### Text
Time factors, presence or absence of eye movements, and the degree of chin muscle tone should be taken into account when determining a particular stage of sleep.
Early sleep researchers noted that the electroencephalogram (EEG) waveforms changed as a subject passed from wakefulness to sleep. Not long after this, sleep researchers Rechstaffen and Kales (R&K) developed the specific rules that are used today in the staging of sleep. Sleep stage scoring depends on the recognition of specific characteristic EEG waveforms recorded on a device known as a polygraph. These sleep stages have been broken down into two broad categories: rapid eye movement (REM) and non-REM. Non-REM sleep is further divided into four different stages labeled simply 1, 2, 3, and 4. When determining a particular stage of sleep, a variety of specific items must be present by definition and adherence to the R&K rules. These factors not only include the nature of the EEG recording, but also the presence or absence of eye movements and the degree of chin muscle tone. Time factors are also taken into account, including the amount of time that passes between specific items visualized on the recording. The 3-minute rule is an example of this and is discussed below.

### Problems to solve
**a.** Answer these questions about the sleep staging text:
(i) What are the two broad categories of sleep stages?
(ii) How many stages is non-REM sleep divided into?
(iii) What device records the EEG waveforms used in sleep stage scoring?
**b.** Can you return the part of the sleep staging text starting with "Time factors, presence" and going on through "stage of sleep.", copied exactly?

### Data extract

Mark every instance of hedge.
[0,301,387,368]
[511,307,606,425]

### List of solutions
**a.**
(i) Rapid eye movement (REM) and non-REM.
(ii) Four, labeled 1, 2, 3, and 4.
(iii) A polygraph.

**b.**
Time factors, presence or absence of eye movements, and the degree of chin muscle tone should be taken into account when determining a particular stage of sleep.